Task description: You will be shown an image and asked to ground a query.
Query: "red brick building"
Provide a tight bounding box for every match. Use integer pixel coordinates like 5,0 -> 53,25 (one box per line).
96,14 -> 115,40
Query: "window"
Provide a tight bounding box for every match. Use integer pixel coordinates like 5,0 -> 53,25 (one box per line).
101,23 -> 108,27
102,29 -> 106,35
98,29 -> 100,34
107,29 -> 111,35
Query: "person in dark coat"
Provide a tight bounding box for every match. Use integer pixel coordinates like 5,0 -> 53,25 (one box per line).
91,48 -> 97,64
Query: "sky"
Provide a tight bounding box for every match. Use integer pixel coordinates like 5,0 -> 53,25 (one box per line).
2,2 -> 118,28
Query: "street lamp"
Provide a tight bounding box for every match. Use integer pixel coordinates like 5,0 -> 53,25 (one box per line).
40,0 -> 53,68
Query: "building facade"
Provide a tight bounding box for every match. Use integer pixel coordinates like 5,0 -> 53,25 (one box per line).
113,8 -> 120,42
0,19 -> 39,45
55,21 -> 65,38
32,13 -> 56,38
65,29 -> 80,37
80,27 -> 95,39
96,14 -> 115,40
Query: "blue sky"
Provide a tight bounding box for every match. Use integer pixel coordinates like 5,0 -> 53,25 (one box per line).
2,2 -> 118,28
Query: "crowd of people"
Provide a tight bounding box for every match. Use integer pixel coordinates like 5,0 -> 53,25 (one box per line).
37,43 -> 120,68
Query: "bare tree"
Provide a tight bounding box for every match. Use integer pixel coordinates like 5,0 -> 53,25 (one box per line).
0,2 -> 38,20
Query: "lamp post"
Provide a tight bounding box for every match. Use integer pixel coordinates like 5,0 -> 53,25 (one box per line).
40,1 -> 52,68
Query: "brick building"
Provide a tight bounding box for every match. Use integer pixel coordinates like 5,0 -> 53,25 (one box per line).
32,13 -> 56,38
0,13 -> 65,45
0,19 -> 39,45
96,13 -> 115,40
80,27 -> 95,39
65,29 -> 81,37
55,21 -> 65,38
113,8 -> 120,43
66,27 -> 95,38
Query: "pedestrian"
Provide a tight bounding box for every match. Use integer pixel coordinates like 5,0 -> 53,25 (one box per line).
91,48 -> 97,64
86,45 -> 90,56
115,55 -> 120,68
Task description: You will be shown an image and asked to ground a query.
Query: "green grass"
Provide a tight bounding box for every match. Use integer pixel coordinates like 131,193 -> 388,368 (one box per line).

=-=-=

→ Task brief: Rewrite every line from the start of the items above down to the line containing "107,29 -> 111,35", and offset each bounding-box coordinate in the answers by 6. All numbers outside the answers stay as they are.

→ Right answer:
Task description: You will be shown an image and asked to ground a query.
Query: "red brick building"
Provide a tight bounding box for every match. Use integer pixel coordinates like 5,0 -> 53,25 (one box per line).
102,20 -> 121,46
Query: "window"
Provide a tight bounding box for every match. Use integer pixel coordinates like 5,0 -> 53,25 (one box per line).
107,29 -> 114,33
108,35 -> 112,41
104,35 -> 106,40
113,35 -> 117,41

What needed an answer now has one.